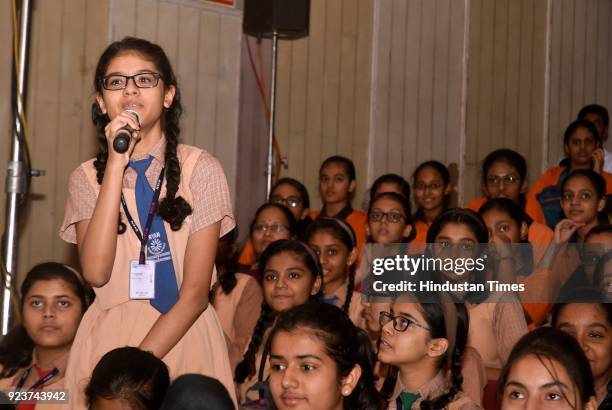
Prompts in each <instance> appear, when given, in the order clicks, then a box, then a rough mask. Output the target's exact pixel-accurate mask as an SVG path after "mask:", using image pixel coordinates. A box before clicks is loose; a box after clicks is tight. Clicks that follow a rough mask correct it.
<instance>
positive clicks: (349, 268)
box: [304, 217, 357, 314]
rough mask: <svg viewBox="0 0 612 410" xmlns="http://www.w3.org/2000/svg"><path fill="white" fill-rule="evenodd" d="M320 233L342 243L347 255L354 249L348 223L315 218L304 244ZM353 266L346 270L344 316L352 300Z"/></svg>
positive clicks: (306, 235) (329, 218)
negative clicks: (328, 233)
mask: <svg viewBox="0 0 612 410" xmlns="http://www.w3.org/2000/svg"><path fill="white" fill-rule="evenodd" d="M320 231H325V232H327V233H329V234H330V235H331V236H332V237H334V238H335V239H337V240H339V241H340V242H342V243H343V244H344V245H345V246H346V248H347V249H348V251H349V253H350V252H352V251H353V249H355V246H356V244H357V239H356V236H355V232H354V231H353V228H351V226H350V225H349V224H348V223H346V222H344V221H342V220H340V219H336V218H325V217H320V218H317V219H316V220H315V221H314V222H313V223H312V224H310V226H309V227H308V229H307V230H306V235H305V238H304V240H305V241H306V243H309V242H310V240H311V238H312V237H313V236H314V234H315V233H317V232H320ZM355 265H356V264H355V263H353V264H352V265H351V266H350V267H349V269H348V287H347V290H346V299H345V300H344V304H343V305H342V310H343V311H344V312H345V313H346V314H348V312H349V308H350V306H351V299H352V298H353V291H354V290H355V270H356V268H355Z"/></svg>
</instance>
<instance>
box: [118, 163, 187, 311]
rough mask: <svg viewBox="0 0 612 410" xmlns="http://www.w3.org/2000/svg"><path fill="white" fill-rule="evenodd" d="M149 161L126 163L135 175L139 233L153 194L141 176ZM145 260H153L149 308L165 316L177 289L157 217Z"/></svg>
mask: <svg viewBox="0 0 612 410" xmlns="http://www.w3.org/2000/svg"><path fill="white" fill-rule="evenodd" d="M152 161H153V157H152V156H149V157H148V158H146V159H143V160H140V161H130V167H131V168H132V169H134V171H136V173H137V174H138V178H136V189H135V191H136V206H137V208H138V217H139V219H140V230H141V232H142V231H143V230H144V225H143V224H144V223H146V221H147V215H148V214H149V207H150V205H151V201H152V200H153V193H154V191H153V188H151V186H150V185H149V181H147V177H146V175H145V173H146V171H147V168H149V165H151V162H152ZM147 260H153V261H155V298H154V299H151V306H153V307H154V308H155V309H157V310H159V311H160V312H161V313H166V312H168V311H169V310H170V308H171V307H172V306H174V304H175V303H176V301H177V300H178V286H177V284H176V275H175V272H174V265H173V264H172V254H171V253H170V244H169V243H168V236H167V235H166V229H165V228H164V222H163V219H162V217H161V216H159V215H158V214H155V216H154V217H153V223H152V225H151V231H150V233H149V238H148V240H147Z"/></svg>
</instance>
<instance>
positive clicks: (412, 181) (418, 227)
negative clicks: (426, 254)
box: [412, 161, 452, 243]
mask: <svg viewBox="0 0 612 410" xmlns="http://www.w3.org/2000/svg"><path fill="white" fill-rule="evenodd" d="M412 187H413V188H414V202H415V203H416V206H417V210H416V212H415V214H414V215H413V216H412V220H413V225H414V229H415V237H414V239H413V240H412V242H414V243H425V242H426V238H427V230H428V229H429V227H430V226H431V223H432V222H433V221H434V219H436V218H437V217H438V215H440V214H441V213H442V212H444V210H445V209H446V208H448V206H449V201H450V193H451V189H452V187H451V184H450V174H449V172H448V168H446V166H445V165H444V164H442V163H440V162H438V161H426V162H423V163H422V164H421V165H419V166H418V167H417V169H416V171H414V174H413V175H412Z"/></svg>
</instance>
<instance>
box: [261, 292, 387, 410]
mask: <svg viewBox="0 0 612 410" xmlns="http://www.w3.org/2000/svg"><path fill="white" fill-rule="evenodd" d="M269 346H270V391H271V393H272V398H273V399H274V404H275V405H276V408H278V409H279V410H288V409H296V408H300V409H312V410H319V409H329V410H343V409H351V410H378V409H380V405H381V402H380V398H379V395H378V392H377V391H376V388H375V386H374V379H373V374H372V365H373V362H374V355H373V353H372V349H371V347H370V344H369V340H368V337H367V335H366V334H365V333H364V332H363V330H361V329H359V328H357V327H356V326H355V325H353V323H351V321H350V320H349V319H348V318H347V317H346V315H345V314H343V313H342V311H340V309H338V308H336V307H334V306H331V305H328V304H325V303H320V302H309V303H306V304H304V305H301V306H297V307H295V308H293V309H290V310H288V311H286V312H284V313H282V314H281V315H280V317H279V318H278V321H277V323H276V324H275V326H274V328H273V329H272V331H271V332H270V338H269Z"/></svg>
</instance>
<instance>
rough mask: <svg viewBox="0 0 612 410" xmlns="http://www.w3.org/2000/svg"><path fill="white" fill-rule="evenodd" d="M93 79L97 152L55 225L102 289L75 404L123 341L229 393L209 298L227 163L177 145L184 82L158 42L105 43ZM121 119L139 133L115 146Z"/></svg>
mask: <svg viewBox="0 0 612 410" xmlns="http://www.w3.org/2000/svg"><path fill="white" fill-rule="evenodd" d="M93 85H94V88H95V91H96V101H95V102H94V103H93V106H92V117H93V121H94V125H95V127H96V130H97V135H98V139H99V142H100V151H99V153H98V155H97V157H96V158H95V159H92V160H89V161H87V162H85V163H83V164H82V165H81V166H79V167H78V168H77V169H76V170H75V171H74V172H73V173H72V175H71V176H70V181H69V186H68V189H69V195H68V202H67V205H66V213H65V216H64V222H63V224H62V227H61V231H60V236H61V237H62V238H63V239H64V240H66V241H68V242H72V243H76V244H77V245H78V249H79V256H80V261H81V265H82V267H83V277H84V278H85V280H86V281H87V282H88V283H89V284H90V285H91V286H92V287H93V288H94V290H95V292H96V299H95V301H94V303H93V304H92V306H91V307H90V309H89V310H88V311H87V313H86V314H85V316H84V318H83V321H82V322H81V325H80V327H79V331H78V332H77V336H76V339H75V343H74V345H73V349H72V352H71V356H70V361H69V363H68V370H67V374H66V381H67V386H69V387H70V388H71V392H70V394H71V403H72V406H73V407H74V408H82V407H83V406H84V405H85V401H84V395H83V390H82V388H83V386H84V381H85V379H86V378H88V377H89V376H90V375H91V371H92V369H93V368H94V366H95V364H96V363H97V361H98V360H99V359H100V358H101V357H102V356H103V355H104V354H105V353H107V352H108V351H110V350H112V349H114V348H116V347H119V346H126V345H127V346H135V347H139V348H140V349H142V350H145V351H150V352H152V353H153V354H154V355H155V356H157V357H158V358H160V359H162V360H164V362H165V363H166V364H167V365H168V368H169V370H170V374H171V377H176V376H178V375H180V374H183V373H201V374H205V375H209V376H213V377H215V378H218V379H219V380H220V381H221V382H222V383H224V384H225V386H226V387H227V388H228V390H230V391H233V388H232V386H233V383H232V377H231V369H230V365H229V360H228V358H227V348H226V345H225V340H224V338H223V330H222V329H221V327H220V326H219V322H218V320H217V317H216V314H215V312H214V309H213V308H212V307H210V306H209V304H208V293H209V289H210V285H211V279H212V277H213V270H214V259H215V251H216V247H217V241H218V238H219V237H220V236H223V235H225V234H226V233H227V232H229V231H230V230H231V229H232V228H233V227H234V218H233V215H232V206H231V202H230V197H229V189H228V186H227V181H226V179H225V176H224V173H223V169H222V168H221V165H220V164H219V161H218V160H216V159H215V158H214V157H212V156H211V155H210V154H208V153H207V152H206V151H204V150H202V149H199V148H195V147H191V146H187V145H181V144H179V138H180V123H179V120H180V116H181V112H182V106H181V98H180V91H179V88H178V85H177V81H176V76H175V75H174V72H173V70H172V67H171V65H170V62H169V60H168V57H167V56H166V54H165V53H164V51H163V50H162V49H161V47H159V46H158V45H156V44H152V43H150V42H148V41H146V40H142V39H138V38H132V37H126V38H124V39H123V40H121V41H116V42H114V43H112V44H110V45H109V46H108V47H107V48H106V50H105V51H104V52H103V54H102V56H101V57H100V59H99V61H98V64H97V67H96V71H95V78H94V84H93ZM134 111H136V112H137V113H138V116H136V115H135V114H134V113H133V112H134ZM137 117H138V118H137ZM125 128H127V129H129V130H130V131H131V133H132V137H131V139H130V143H129V147H128V149H127V151H126V152H123V153H119V152H117V151H116V150H115V149H114V148H113V142H114V141H115V138H116V137H117V135H118V132H119V131H120V130H122V129H125ZM109 335H112V337H109ZM194 346H198V348H197V349H194Z"/></svg>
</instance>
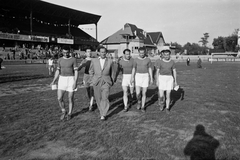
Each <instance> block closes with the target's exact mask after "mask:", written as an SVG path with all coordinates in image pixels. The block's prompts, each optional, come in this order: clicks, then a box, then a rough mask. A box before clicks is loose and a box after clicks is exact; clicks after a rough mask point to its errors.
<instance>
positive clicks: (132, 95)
mask: <svg viewBox="0 0 240 160" xmlns="http://www.w3.org/2000/svg"><path fill="white" fill-rule="evenodd" d="M133 92H134V87H130V94H131V99H133V97H134V95H133Z"/></svg>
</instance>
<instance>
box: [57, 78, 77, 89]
mask: <svg viewBox="0 0 240 160" xmlns="http://www.w3.org/2000/svg"><path fill="white" fill-rule="evenodd" d="M74 82H75V80H74V76H59V80H58V89H60V90H63V91H68V92H73V91H74V89H73V85H74Z"/></svg>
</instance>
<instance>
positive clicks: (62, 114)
mask: <svg viewBox="0 0 240 160" xmlns="http://www.w3.org/2000/svg"><path fill="white" fill-rule="evenodd" d="M66 115H67V112H66V111H62V115H61V117H60V120H63V119H64V118H65V116H66Z"/></svg>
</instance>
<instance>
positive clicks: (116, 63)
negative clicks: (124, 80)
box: [111, 62, 118, 83]
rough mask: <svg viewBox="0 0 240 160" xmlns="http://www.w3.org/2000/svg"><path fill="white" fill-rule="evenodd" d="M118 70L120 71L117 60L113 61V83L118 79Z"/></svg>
mask: <svg viewBox="0 0 240 160" xmlns="http://www.w3.org/2000/svg"><path fill="white" fill-rule="evenodd" d="M117 72H118V64H117V63H115V62H112V64H111V78H112V80H113V83H115V82H116V80H117Z"/></svg>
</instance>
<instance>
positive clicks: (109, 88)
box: [89, 47, 115, 120]
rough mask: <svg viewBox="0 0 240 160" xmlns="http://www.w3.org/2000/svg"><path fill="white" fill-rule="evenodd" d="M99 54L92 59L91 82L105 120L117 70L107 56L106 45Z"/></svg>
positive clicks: (109, 59)
mask: <svg viewBox="0 0 240 160" xmlns="http://www.w3.org/2000/svg"><path fill="white" fill-rule="evenodd" d="M99 54H100V56H99V57H98V58H94V59H92V63H91V65H90V68H89V74H90V75H92V82H91V83H92V85H93V89H94V97H95V99H96V102H97V106H98V109H99V111H100V116H101V120H105V119H106V115H107V112H108V109H109V100H108V96H109V90H110V88H111V86H112V85H113V80H114V79H115V70H114V63H113V61H112V59H109V58H107V57H106V54H107V49H106V48H105V47H100V48H99Z"/></svg>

- - -

> **WORK INSTRUCTION**
Please write out only the material above, exactly, from its first line through the line that contains "positive clicks: (306, 235) (329, 218)", and include no pictures.

> **ANSWER SPACE**
Prompts in each <instance> appear, when given, in the order clicks, then a box, then a rough mask. Output the target's exact pixel-accurate mask as an SVG path after "mask:", using image pixel coordinates. A box before clicks is loose; a box after clicks is tight. Clicks that follow a rough mask correct it.
<instance>
positive clicks: (349, 268)
box: [304, 217, 357, 314]
rough mask: <svg viewBox="0 0 612 410" xmlns="http://www.w3.org/2000/svg"><path fill="white" fill-rule="evenodd" d="M320 233L342 243L347 255L354 249L348 223L315 218L304 244ZM353 266L346 270L344 316L352 300Z"/></svg>
positive clicks: (306, 235) (329, 218)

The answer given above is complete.